START EXTRACTED TEXT
The existence of deuterium on Earth, elsewhere in the solar system (as confirmed by planetary probes), and in the spectra of stars, is an important datum in cosmology. Stellar fusion destroys deuterium, and there are no known natural processes (for example, see the rare cluster decay), other than the Big Bang nucleosynthesis, which might have produced deuterium at anything close to the observed natural abundance of deuterium. This abundance seems to be a very similar fraction of hydrogen, wherever hydrogen is found. Thus, the existence of deuterium is one of the arguments in favor of the Big Bang theory over the steady state theory of the universe. It is estimated that the abundances of deuterium have not evolved significantly since their production about 13.7 billion years ago.
END EXTRACTED TEXT
START ENTRIES SUPPLIED
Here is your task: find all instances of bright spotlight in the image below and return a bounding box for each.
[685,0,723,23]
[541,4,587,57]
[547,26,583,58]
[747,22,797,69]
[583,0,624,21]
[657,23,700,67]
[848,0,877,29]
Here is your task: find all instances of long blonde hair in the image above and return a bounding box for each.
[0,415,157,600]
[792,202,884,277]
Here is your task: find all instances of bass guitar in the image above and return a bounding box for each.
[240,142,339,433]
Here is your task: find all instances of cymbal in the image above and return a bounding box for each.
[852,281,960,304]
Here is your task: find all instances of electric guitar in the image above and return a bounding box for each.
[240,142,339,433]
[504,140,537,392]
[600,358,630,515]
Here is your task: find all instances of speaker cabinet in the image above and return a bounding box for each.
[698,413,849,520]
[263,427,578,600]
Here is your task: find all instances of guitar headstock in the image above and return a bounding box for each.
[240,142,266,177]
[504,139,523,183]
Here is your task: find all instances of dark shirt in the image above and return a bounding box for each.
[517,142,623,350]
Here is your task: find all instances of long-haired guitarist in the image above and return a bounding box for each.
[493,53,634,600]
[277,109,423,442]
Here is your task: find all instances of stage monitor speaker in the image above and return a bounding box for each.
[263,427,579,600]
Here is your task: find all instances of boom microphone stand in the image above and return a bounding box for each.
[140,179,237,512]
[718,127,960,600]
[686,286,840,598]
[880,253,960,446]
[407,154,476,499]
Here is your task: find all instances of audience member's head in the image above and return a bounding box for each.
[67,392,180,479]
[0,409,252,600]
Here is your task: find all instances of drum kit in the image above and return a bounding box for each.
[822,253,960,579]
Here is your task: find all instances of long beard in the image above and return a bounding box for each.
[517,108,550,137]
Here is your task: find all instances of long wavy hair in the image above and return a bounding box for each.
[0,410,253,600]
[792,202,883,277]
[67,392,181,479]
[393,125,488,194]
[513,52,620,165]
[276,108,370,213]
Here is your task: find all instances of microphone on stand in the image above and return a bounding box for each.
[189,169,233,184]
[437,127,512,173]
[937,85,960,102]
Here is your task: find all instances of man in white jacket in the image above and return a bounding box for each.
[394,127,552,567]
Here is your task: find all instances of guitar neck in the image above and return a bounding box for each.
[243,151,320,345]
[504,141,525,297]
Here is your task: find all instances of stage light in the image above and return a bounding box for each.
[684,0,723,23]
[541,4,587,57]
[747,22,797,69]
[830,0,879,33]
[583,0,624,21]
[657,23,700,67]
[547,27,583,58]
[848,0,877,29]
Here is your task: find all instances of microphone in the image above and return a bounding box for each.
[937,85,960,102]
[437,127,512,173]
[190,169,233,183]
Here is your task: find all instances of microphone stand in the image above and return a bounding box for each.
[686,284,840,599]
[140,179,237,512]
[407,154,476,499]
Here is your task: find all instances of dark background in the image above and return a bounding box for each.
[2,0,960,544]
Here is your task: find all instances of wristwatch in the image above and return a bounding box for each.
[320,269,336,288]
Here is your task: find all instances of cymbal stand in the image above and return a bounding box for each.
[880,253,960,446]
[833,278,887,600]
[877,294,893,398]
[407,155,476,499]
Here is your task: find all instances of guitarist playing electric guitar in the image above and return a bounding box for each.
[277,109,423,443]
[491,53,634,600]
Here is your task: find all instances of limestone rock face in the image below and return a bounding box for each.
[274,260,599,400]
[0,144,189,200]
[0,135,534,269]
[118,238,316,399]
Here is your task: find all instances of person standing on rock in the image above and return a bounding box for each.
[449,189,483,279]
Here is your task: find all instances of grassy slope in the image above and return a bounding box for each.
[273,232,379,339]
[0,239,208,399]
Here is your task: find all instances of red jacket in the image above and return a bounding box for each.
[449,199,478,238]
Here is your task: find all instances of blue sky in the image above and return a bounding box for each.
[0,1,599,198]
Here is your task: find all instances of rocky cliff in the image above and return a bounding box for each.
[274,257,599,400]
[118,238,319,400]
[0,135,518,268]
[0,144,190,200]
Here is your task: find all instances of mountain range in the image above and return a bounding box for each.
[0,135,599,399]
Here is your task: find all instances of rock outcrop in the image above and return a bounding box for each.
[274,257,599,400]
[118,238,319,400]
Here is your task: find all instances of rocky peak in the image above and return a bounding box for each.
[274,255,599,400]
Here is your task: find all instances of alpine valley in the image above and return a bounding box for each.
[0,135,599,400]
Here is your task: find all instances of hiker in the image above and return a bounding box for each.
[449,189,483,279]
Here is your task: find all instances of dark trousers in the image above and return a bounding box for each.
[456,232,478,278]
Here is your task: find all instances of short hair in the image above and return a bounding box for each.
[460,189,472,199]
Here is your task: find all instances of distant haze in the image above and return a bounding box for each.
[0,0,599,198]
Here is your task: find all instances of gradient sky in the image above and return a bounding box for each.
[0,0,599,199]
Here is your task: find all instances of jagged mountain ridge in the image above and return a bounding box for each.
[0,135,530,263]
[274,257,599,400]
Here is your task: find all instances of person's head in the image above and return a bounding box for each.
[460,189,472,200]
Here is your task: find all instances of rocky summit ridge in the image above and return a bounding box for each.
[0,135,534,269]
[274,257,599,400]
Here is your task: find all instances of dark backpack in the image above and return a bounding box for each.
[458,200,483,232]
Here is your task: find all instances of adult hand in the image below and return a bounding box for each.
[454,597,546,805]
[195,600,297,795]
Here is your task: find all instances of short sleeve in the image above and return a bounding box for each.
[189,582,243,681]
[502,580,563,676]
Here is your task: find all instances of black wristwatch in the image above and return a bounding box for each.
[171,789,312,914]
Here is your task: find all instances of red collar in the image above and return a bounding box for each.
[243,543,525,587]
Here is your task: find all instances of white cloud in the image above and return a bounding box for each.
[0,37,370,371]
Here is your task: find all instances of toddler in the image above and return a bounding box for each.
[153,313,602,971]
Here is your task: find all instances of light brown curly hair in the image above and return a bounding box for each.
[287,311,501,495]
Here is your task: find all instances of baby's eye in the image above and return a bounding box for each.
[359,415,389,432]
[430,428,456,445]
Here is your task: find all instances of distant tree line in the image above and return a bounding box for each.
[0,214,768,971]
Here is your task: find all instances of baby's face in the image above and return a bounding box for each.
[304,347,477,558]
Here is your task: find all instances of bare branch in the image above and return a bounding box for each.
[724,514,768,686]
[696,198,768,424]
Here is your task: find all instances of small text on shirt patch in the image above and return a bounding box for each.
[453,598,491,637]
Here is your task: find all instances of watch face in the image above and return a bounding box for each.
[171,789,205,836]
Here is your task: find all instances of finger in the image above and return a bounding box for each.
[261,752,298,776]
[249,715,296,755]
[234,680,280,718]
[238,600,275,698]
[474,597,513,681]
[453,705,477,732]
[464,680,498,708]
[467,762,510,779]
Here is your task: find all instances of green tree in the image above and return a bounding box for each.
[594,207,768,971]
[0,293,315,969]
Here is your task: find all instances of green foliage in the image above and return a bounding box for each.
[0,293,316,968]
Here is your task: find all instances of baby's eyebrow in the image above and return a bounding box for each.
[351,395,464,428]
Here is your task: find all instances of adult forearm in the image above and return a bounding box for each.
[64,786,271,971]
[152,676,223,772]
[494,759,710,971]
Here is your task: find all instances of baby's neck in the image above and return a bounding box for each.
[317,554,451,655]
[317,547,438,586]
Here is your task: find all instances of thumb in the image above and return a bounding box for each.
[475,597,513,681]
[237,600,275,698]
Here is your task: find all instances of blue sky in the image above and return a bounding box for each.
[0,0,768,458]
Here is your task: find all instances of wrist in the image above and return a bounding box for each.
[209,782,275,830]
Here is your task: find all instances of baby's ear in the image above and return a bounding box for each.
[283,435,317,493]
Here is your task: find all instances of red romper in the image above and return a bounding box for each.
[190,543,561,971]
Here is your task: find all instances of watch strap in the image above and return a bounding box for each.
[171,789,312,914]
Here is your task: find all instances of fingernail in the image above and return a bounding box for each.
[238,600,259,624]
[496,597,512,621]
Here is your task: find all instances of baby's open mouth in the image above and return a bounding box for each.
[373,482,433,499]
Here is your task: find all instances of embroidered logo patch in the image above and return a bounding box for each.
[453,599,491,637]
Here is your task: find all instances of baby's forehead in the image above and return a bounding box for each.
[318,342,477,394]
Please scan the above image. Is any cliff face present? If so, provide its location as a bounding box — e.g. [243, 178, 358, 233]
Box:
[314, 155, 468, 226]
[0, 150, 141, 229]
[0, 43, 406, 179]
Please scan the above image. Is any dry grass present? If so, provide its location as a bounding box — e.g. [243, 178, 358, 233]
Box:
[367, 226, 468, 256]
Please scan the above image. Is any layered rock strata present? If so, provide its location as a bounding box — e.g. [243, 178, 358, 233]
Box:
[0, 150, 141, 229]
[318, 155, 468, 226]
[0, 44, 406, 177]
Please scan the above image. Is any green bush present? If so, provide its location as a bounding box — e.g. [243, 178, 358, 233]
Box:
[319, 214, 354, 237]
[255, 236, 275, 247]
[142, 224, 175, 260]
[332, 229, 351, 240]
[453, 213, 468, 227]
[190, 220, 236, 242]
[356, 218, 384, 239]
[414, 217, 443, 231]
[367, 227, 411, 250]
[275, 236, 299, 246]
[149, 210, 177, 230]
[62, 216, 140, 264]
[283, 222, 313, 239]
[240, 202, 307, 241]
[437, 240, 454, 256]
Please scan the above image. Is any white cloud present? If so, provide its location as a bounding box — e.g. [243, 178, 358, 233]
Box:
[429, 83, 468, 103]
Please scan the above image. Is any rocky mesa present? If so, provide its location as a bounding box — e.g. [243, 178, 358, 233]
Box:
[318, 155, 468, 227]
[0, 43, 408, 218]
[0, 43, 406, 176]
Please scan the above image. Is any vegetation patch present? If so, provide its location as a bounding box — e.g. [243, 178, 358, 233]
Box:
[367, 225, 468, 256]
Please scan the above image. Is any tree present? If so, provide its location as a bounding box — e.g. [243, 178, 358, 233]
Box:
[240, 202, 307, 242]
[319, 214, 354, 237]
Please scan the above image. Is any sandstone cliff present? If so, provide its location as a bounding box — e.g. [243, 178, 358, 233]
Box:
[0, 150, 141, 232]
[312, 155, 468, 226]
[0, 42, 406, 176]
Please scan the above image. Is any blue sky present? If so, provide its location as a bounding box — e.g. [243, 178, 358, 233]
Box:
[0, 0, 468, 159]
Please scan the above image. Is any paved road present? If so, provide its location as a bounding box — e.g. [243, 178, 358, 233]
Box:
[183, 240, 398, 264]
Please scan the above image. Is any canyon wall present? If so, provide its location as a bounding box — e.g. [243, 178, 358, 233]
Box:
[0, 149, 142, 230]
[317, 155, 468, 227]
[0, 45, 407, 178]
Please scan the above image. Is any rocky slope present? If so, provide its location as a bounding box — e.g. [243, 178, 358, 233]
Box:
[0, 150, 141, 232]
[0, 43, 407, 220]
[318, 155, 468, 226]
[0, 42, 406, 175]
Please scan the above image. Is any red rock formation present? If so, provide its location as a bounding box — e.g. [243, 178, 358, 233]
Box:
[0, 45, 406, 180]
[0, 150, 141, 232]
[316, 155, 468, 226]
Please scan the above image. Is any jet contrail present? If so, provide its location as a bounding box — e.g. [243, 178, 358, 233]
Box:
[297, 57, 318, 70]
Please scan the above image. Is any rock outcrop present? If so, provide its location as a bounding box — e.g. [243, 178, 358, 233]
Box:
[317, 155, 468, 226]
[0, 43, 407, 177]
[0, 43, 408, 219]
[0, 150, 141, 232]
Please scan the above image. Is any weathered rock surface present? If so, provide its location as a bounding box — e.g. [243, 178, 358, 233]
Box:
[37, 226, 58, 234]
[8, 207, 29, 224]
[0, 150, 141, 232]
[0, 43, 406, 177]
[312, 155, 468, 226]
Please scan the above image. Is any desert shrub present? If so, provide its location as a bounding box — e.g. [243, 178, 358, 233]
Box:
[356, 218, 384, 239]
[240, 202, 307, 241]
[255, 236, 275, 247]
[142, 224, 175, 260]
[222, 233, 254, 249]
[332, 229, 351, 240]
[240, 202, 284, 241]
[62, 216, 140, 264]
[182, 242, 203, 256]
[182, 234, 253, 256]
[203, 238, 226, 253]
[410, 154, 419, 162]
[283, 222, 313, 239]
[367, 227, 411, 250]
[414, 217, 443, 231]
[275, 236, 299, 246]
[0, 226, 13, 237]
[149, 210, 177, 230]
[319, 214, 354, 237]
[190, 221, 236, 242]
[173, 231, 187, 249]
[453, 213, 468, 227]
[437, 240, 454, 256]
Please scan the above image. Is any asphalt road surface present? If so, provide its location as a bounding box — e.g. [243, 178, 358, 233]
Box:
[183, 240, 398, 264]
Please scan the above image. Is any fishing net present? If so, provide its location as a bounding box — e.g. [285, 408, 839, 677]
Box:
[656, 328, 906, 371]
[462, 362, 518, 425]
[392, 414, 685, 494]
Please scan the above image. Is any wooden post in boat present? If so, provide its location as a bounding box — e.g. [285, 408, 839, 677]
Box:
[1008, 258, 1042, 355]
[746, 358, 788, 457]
END ENTRIES SUPPLIED
*WHAT YOU WILL DO*
Pick up the passage on deuterium's abundance in the universe after its last sentence and continue it.

*RESPONSE FOR THIS EXERCISE*
Physical properties[edit]
The physical properties of deuterium compounds can be different from the hydrogen analogs; for example, D2O is more viscous than H2O. Deuterium behaves chemically similarly to ordinary hydrogen, but there are differences in bond energy and length for compounds of heavy hydrogen isotopes which are larger than the isotopic differences in any other element. Bonds involving deuterium and tritium are somewhat stronger than the corresponding bonds in light hydrogen, and these differences are enough to make significant changes in biological reactions (see heavy water).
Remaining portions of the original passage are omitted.